Study material »
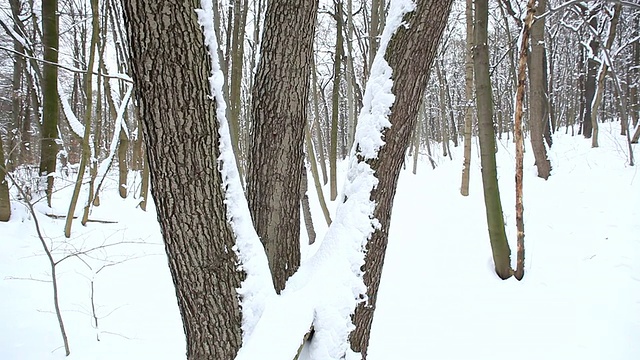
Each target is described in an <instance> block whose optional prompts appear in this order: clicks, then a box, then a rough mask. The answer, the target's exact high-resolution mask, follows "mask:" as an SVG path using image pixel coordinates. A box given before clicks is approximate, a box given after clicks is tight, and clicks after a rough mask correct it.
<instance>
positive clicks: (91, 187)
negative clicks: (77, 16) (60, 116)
mask: <svg viewBox="0 0 640 360" xmlns="http://www.w3.org/2000/svg"><path fill="white" fill-rule="evenodd" d="M91 10H92V21H91V23H92V31H91V44H90V45H89V63H88V64H87V69H88V70H89V71H87V74H86V78H85V93H86V94H87V106H86V108H85V114H84V118H85V122H84V136H83V138H82V159H81V160H80V166H79V167H78V176H77V178H76V184H75V186H74V187H73V194H72V196H71V202H70V204H69V210H68V212H67V218H66V221H65V224H64V236H65V237H67V238H69V237H71V225H72V223H73V216H74V213H75V209H76V206H77V204H78V198H79V196H80V190H81V189H82V181H83V179H84V172H85V169H86V167H87V165H89V162H94V161H97V160H95V158H96V153H95V152H96V151H97V149H95V148H94V153H93V154H91V148H90V146H89V141H90V137H91V119H92V115H93V113H92V111H93V110H92V105H93V95H92V94H93V90H92V89H93V81H92V79H93V65H94V62H95V53H96V46H97V44H98V35H99V33H98V32H99V30H100V27H99V25H98V1H97V0H91ZM98 101H100V100H98ZM90 166H91V167H92V170H91V171H92V175H91V176H92V179H91V184H90V190H89V199H91V198H92V197H93V180H94V179H95V169H94V167H95V166H96V165H95V164H91V165H90ZM90 202H91V200H89V201H87V206H90ZM85 212H86V214H87V215H85V218H83V220H82V221H83V222H85V223H86V217H88V210H87V211H85Z"/></svg>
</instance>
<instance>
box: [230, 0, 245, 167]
mask: <svg viewBox="0 0 640 360" xmlns="http://www.w3.org/2000/svg"><path fill="white" fill-rule="evenodd" d="M247 11H248V3H247V0H242V2H241V0H235V1H234V2H233V35H232V40H233V42H232V51H231V56H230V59H231V79H230V81H229V83H230V86H229V109H230V111H229V115H230V119H229V131H230V134H231V146H233V153H234V155H235V159H236V166H237V167H238V172H239V173H240V179H242V178H243V174H244V173H245V171H244V166H243V162H242V159H243V158H244V154H243V153H242V152H241V150H240V123H241V119H240V113H241V107H242V99H241V95H242V94H241V90H242V69H243V64H244V35H245V25H246V22H247Z"/></svg>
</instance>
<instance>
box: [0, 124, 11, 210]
mask: <svg viewBox="0 0 640 360" xmlns="http://www.w3.org/2000/svg"><path fill="white" fill-rule="evenodd" d="M4 164H5V161H4V147H3V146H2V135H0V221H9V219H10V218H11V202H10V201H9V184H8V183H7V179H6V175H5V170H6V168H5V165H4Z"/></svg>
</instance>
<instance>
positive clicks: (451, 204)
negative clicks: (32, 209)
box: [0, 124, 640, 360]
mask: <svg viewBox="0 0 640 360" xmlns="http://www.w3.org/2000/svg"><path fill="white" fill-rule="evenodd" d="M618 133H619V129H618V127H617V126H616V125H612V124H603V125H601V128H600V140H601V141H600V143H601V147H600V148H598V149H592V148H591V147H590V145H591V144H590V141H588V140H584V139H583V138H582V137H579V136H576V137H571V136H569V135H565V134H564V131H561V132H559V133H557V134H556V135H555V138H554V145H553V148H552V149H551V152H550V158H551V159H552V165H553V166H554V170H553V173H552V176H551V177H550V178H549V180H548V181H544V180H541V179H538V178H537V177H536V176H535V167H534V166H533V154H532V152H531V151H530V147H528V148H527V150H528V152H527V153H526V154H525V183H524V206H525V234H526V237H525V243H526V251H527V252H526V260H525V261H526V263H525V267H526V273H525V278H524V280H523V281H522V282H518V281H516V280H515V279H509V280H507V281H501V280H499V279H498V278H497V277H496V276H495V275H494V273H493V271H492V263H491V251H490V247H489V239H488V234H487V231H486V220H485V215H484V207H483V206H484V205H483V198H482V186H481V181H480V166H479V158H478V156H477V150H478V148H477V146H475V145H474V149H473V153H474V155H473V160H472V164H473V165H472V173H471V190H470V192H471V195H470V196H469V197H467V198H464V197H462V196H460V194H459V183H460V173H461V169H462V165H461V163H462V159H461V153H462V149H460V148H457V149H453V150H454V161H453V162H452V161H449V160H448V159H446V158H440V159H439V160H438V162H439V165H438V168H437V169H436V170H431V168H430V165H429V164H428V162H427V161H422V162H420V164H419V168H418V175H413V174H411V172H410V170H405V171H403V173H402V175H401V177H400V184H399V190H398V193H397V197H396V203H395V206H394V213H393V220H392V228H391V235H390V236H391V238H390V241H389V247H388V251H387V259H386V261H385V269H384V273H383V278H382V283H381V286H380V293H379V296H378V306H377V310H376V315H375V319H374V324H373V331H372V338H371V345H370V350H369V359H371V360H382V359H396V358H398V359H416V360H420V359H442V360H445V359H452V360H458V359H459V360H464V359H473V360H478V359H498V360H501V359H512V358H514V357H518V358H520V359H532V360H533V359H536V360H538V359H551V360H553V359H563V360H564V359H581V360H584V359H594V360H595V359H610V360H627V359H629V360H631V359H638V358H640V341H638V339H640V171H638V169H637V167H629V166H628V164H627V163H628V161H627V155H626V151H625V149H626V142H625V139H624V138H623V137H621V136H619V135H618ZM434 146H435V147H434V152H439V150H437V149H438V148H437V144H436V145H434ZM513 156H514V150H513V144H512V143H511V142H510V141H508V140H506V138H505V139H504V140H502V141H501V142H500V144H499V151H498V153H497V157H498V164H499V167H500V168H499V175H500V185H501V195H502V200H503V208H504V212H505V219H506V222H507V224H508V235H509V240H510V242H512V249H514V256H513V260H514V262H515V213H514V208H515V205H514V198H515V196H514V195H515V191H514V176H513V168H514V159H513ZM636 157H640V154H639V153H638V151H637V150H636ZM344 168H345V164H344V163H343V169H344ZM410 168H411V166H409V169H410ZM114 178H117V177H114ZM114 180H115V179H111V181H112V182H111V183H109V187H108V188H107V189H106V193H105V194H104V195H103V196H102V204H101V206H100V207H98V208H95V210H94V211H93V213H92V216H91V217H92V218H94V219H101V220H113V221H117V223H115V224H103V223H89V224H88V226H87V227H83V226H81V225H80V224H79V222H74V227H73V231H72V234H73V236H72V238H71V239H68V240H67V239H65V238H64V236H63V226H64V222H63V220H54V219H51V218H49V217H45V216H43V215H42V214H38V219H39V221H40V224H41V226H42V227H43V229H44V231H45V233H46V236H47V238H48V242H49V243H50V244H52V245H53V247H54V249H55V251H54V256H55V257H56V259H60V258H62V257H64V256H67V255H68V254H70V252H72V251H75V252H78V251H79V250H80V251H81V249H84V250H87V249H92V248H95V247H100V246H104V245H109V246H107V247H106V248H104V247H103V248H102V249H99V250H94V251H91V252H90V253H89V254H87V255H84V256H81V258H82V259H80V258H79V257H70V258H68V259H66V260H64V261H63V262H62V263H61V264H60V265H59V269H58V272H59V274H58V275H59V282H60V284H59V286H60V301H61V307H62V309H63V316H64V319H65V325H66V327H67V332H68V336H69V343H70V346H71V356H70V357H69V358H70V359H99V360H102V359H104V360H111V359H118V360H128V359H136V360H137V359H156V360H163V359H184V358H185V356H184V347H185V342H184V335H183V334H182V325H181V323H180V316H179V313H178V308H177V306H176V300H175V293H174V290H173V286H172V283H171V277H170V274H169V271H168V267H167V262H166V258H165V255H164V248H163V246H162V240H161V237H160V233H159V226H158V224H157V221H156V215H155V208H154V207H153V205H151V206H149V211H148V212H147V213H144V212H142V211H141V210H140V209H138V208H136V205H137V203H138V201H137V200H136V199H133V198H130V199H127V200H122V199H120V198H119V197H118V196H117V188H116V186H115V184H114ZM60 187H61V188H63V189H62V190H60V191H59V192H57V193H56V196H55V198H54V203H57V204H59V205H57V206H56V208H55V209H54V211H55V213H60V214H64V213H65V212H66V209H65V207H66V205H65V204H66V203H68V200H67V199H68V197H69V195H70V193H71V188H70V187H68V186H67V187H64V186H62V184H61V186H60ZM134 188H135V185H134V184H133V182H132V184H131V186H130V189H132V191H133V189H134ZM309 189H310V191H309V195H310V198H311V202H312V211H313V212H314V220H315V225H316V230H317V231H318V239H322V235H323V233H324V232H325V231H326V225H325V224H324V221H323V218H322V213H321V212H320V209H319V206H318V205H317V201H316V196H315V191H314V187H313V186H312V184H311V186H310V187H309ZM13 207H14V211H13V215H12V219H11V221H10V222H9V223H0V359H3V360H5V359H6V360H31V359H34V360H36V359H38V360H41V359H62V358H65V357H64V350H63V349H62V347H61V346H62V341H61V338H60V335H59V329H58V325H57V322H56V319H55V315H54V314H53V312H52V310H53V303H52V301H51V296H52V292H51V284H50V283H49V282H42V281H40V280H47V279H48V275H49V271H50V270H49V267H48V263H47V260H46V257H45V256H44V255H43V252H42V249H41V247H40V244H39V241H38V239H37V238H36V237H35V231H34V226H33V221H32V219H31V216H30V215H29V214H28V212H27V211H26V209H25V208H24V207H23V206H21V205H20V204H19V203H18V202H17V201H14V203H13ZM79 208H81V206H79ZM37 209H38V210H39V211H45V207H44V206H42V205H41V204H39V205H38V207H37ZM79 211H81V209H79ZM314 247H317V245H314ZM73 249H75V250H73ZM304 250H305V253H309V252H312V250H313V248H311V249H309V248H307V249H304ZM106 265H108V266H106ZM104 266H106V267H104ZM92 279H93V283H94V297H93V303H94V305H95V308H96V315H97V317H98V326H97V329H96V327H95V325H94V322H93V317H92V310H91V280H92ZM97 338H99V340H100V341H97ZM274 346H277V344H274ZM264 358H265V359H269V357H268V356H266V355H265V357H264ZM276 360H280V359H276Z"/></svg>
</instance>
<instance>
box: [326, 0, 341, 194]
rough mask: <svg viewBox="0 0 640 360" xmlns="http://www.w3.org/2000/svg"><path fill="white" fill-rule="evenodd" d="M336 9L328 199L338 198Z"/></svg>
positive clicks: (336, 39)
mask: <svg viewBox="0 0 640 360" xmlns="http://www.w3.org/2000/svg"><path fill="white" fill-rule="evenodd" d="M335 7H336V53H335V56H334V58H335V59H334V61H333V88H332V90H331V139H330V140H331V144H330V145H329V171H330V172H331V174H330V176H329V189H330V194H329V199H331V201H335V200H336V198H337V197H338V165H337V162H338V136H339V134H338V122H339V120H340V118H339V115H340V78H341V75H342V74H341V72H342V71H341V69H342V65H341V64H342V50H343V42H344V39H343V37H342V2H341V1H340V0H338V1H336V2H335Z"/></svg>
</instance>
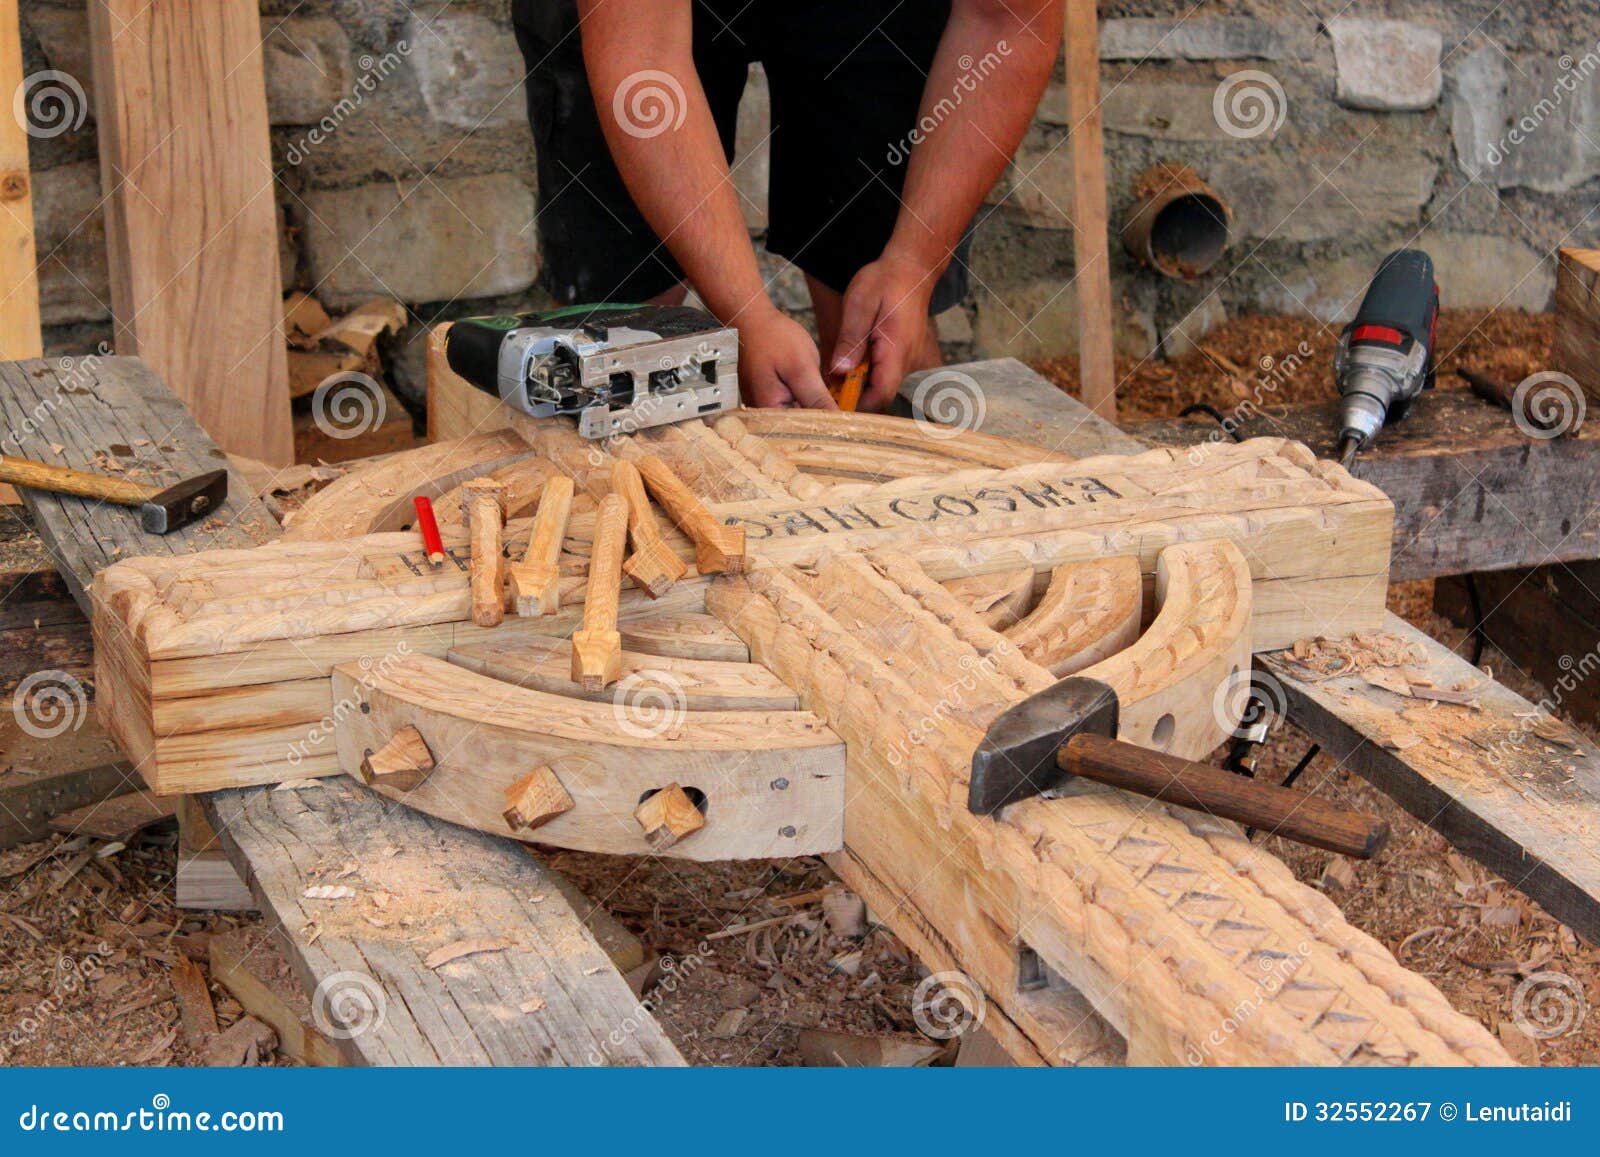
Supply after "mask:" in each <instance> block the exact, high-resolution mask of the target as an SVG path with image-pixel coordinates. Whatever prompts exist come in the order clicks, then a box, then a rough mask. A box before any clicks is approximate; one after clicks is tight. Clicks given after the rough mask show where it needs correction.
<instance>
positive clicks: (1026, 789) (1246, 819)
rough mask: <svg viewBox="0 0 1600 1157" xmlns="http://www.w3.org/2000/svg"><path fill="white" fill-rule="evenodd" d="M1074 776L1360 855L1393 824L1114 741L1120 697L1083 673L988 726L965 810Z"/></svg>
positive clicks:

Directive » Show every row above that contains the word "image".

Answer section »
Each target is described in an <instance> block whose optional prompts appear in this order: clicks, then a box, then a rough mask. The answer, the target's exact high-resolution mask, follows "mask:" as an SVG path using image pixel coordinates. A box given before clicks is approximate, a box given after clicks is tight, and clicks after a rough mask correct it.
Supply after "mask:" in each <instance> block the exact, high-resolution mask of the target as an SVG path with image-pixel coordinates. Whatever prompts exist come in the order clicks, then a box, then a rough mask. A box before any clicks is approximate; one after clicks is tight. Clicks given after the rough mask show where it needs correction.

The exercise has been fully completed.